DATA ▸

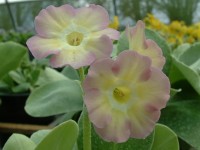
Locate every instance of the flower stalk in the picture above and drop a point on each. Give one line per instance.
(86, 121)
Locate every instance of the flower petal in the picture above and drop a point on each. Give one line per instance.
(94, 17)
(155, 90)
(124, 96)
(111, 33)
(41, 47)
(53, 20)
(100, 47)
(75, 57)
(138, 42)
(138, 66)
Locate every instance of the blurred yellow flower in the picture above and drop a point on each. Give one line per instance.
(176, 32)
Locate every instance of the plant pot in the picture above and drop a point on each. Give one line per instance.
(12, 110)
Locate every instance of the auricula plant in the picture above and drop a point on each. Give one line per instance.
(122, 96)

WHAT YOU ARE ASKED TO DO ▸
Could you write out, exactly, each line of the data above from the one containing "Locate every instance of the auricula" through the last, including both?

WRITTEN SOLUTION ▸
Locate every instance of the auricula plant in the picture above and drop a point on each. Give one line per instance.
(122, 96)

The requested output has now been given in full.